:: WHAT YOU WILL DO ::
Omit the images, then print each record below exactly as it reads.

★ ★ ★ ★

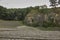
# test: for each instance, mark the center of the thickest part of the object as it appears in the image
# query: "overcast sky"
(23, 3)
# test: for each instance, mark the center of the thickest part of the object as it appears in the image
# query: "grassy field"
(4, 24)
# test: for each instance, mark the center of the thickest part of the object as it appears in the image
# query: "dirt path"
(28, 32)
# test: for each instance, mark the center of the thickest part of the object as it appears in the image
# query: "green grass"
(49, 28)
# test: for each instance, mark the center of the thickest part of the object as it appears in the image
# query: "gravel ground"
(28, 32)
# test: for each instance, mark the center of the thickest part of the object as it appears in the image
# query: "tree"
(53, 3)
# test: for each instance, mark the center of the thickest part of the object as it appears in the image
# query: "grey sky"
(23, 3)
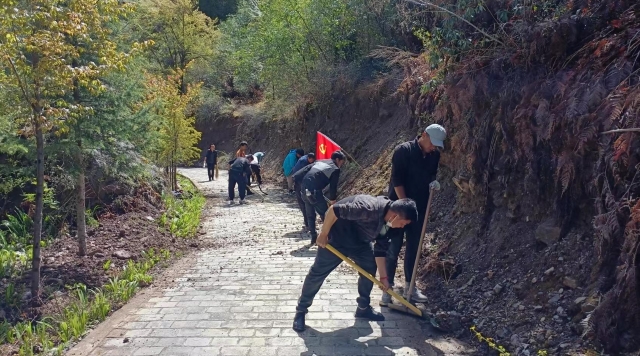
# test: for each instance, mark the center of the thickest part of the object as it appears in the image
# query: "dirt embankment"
(533, 238)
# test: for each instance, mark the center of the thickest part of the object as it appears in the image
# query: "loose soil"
(127, 228)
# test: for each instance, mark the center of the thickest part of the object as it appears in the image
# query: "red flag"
(325, 146)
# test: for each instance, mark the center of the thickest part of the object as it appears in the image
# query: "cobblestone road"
(239, 299)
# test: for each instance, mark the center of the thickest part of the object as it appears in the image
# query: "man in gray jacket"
(357, 227)
(313, 179)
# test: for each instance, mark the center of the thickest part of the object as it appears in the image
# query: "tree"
(182, 34)
(176, 123)
(38, 50)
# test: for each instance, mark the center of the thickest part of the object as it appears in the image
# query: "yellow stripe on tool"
(374, 280)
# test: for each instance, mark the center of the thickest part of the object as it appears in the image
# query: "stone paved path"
(240, 299)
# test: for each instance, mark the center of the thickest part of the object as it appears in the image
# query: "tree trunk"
(37, 229)
(80, 205)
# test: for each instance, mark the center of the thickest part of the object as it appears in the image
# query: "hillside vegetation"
(536, 96)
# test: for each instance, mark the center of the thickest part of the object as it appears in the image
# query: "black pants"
(326, 262)
(256, 176)
(412, 234)
(241, 181)
(298, 189)
(312, 204)
(210, 170)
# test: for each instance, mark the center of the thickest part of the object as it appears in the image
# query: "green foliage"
(182, 215)
(289, 46)
(490, 342)
(181, 33)
(87, 308)
(121, 290)
(107, 265)
(18, 229)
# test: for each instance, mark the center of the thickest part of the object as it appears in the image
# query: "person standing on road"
(242, 149)
(288, 164)
(414, 166)
(304, 161)
(239, 172)
(357, 227)
(255, 169)
(211, 161)
(259, 156)
(316, 178)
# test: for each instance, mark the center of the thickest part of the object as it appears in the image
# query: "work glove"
(435, 185)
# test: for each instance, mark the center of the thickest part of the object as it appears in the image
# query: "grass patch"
(183, 210)
(87, 308)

★ ★ ★ ★

:: RESULT FOR THIS TASK ::
# test: for each instance, mark the center of the thickest part of the object as it appears in the image
# query: "overcast sky"
(23, 3)
# test: for each instance, mark the center of the thickest part of the object as it appears in the image
# query: "grassy field"
(4, 24)
# test: for each instance, mark the center of the thickest part of the object as it appears in the image
# query: "dirt path"
(28, 32)
# test: for each instance, mark the center of the thickest part of the object as it appears in the image
# query: "green grass"
(49, 28)
# test: for each instance, mark the center of the thickest part of the object as it appears in the image
# query: "gravel ground"
(28, 32)
# test: for each instance, mark the center of the thickest part of the object as it appears in the image
# query: "tree"
(53, 3)
# test: for each instance, mark the center of the thickest part of the object as it appears in the image
# query: "grey sky"
(23, 3)
# test: for each instance, mark the center of the thickest part of the object as it appears in the image
# query: "dirt embankment"
(533, 238)
# test: for each instance, mark the center of the thickest part of the object as it appears in the image
# query: "loose soil"
(127, 228)
# test: for each instance, mark the center of the thickest part of the object as it appears in the image
# query: "red flag"
(325, 146)
# test: for each instance, mark the center of the thickest part of the object as it appears in the image
# query: "cobblestone road"
(239, 299)
# test: for each instance, mark the center of the thickest part of the object as it appears in the image
# query: "man in gray jacket"
(357, 227)
(313, 179)
# test: for each instance, mark the center of the thickest part of the object as it appears in the image
# query: "tree"
(182, 34)
(176, 123)
(38, 50)
# test: for each instance, mark the center of the thickest part of the object as it appears in the image
# query: "yellow stripe on tool"
(374, 280)
# test: for each instance, mark the center of the thickest part of the object as it appears in the image
# query: "stone paved path"
(240, 299)
# test: for each instance, mark the center of the thickest part of the object as it appears in the image
# query: "tree trunk"
(37, 229)
(80, 205)
# test: for each instance, mark the center of the thickest part of the object as it appears in the image
# query: "hillside vegetation"
(536, 96)
# test: for each instance, mark the center of the thickest part of the object as it appears in the image
# query: "black pants"
(326, 262)
(256, 176)
(412, 234)
(241, 181)
(298, 189)
(312, 204)
(210, 170)
# test: for each instance, mark the center of the thickest part of the object as it appears in the image
# query: "green foliage"
(182, 215)
(289, 46)
(490, 342)
(181, 33)
(87, 308)
(121, 290)
(107, 265)
(18, 229)
# test: for each instance, mark the center of the thickest part of the object as it appears in the image
# query: "person standing on road"
(242, 149)
(288, 164)
(414, 166)
(304, 161)
(239, 172)
(357, 227)
(255, 169)
(211, 161)
(259, 156)
(316, 178)
# test: for each instance, mark the center of the thickest part of the object as it appears in the image
# query: "work glove"
(435, 185)
# test: for each instance, mark the center of the thickest part of the object as it appears in the image
# query: "grass patch"
(183, 210)
(87, 308)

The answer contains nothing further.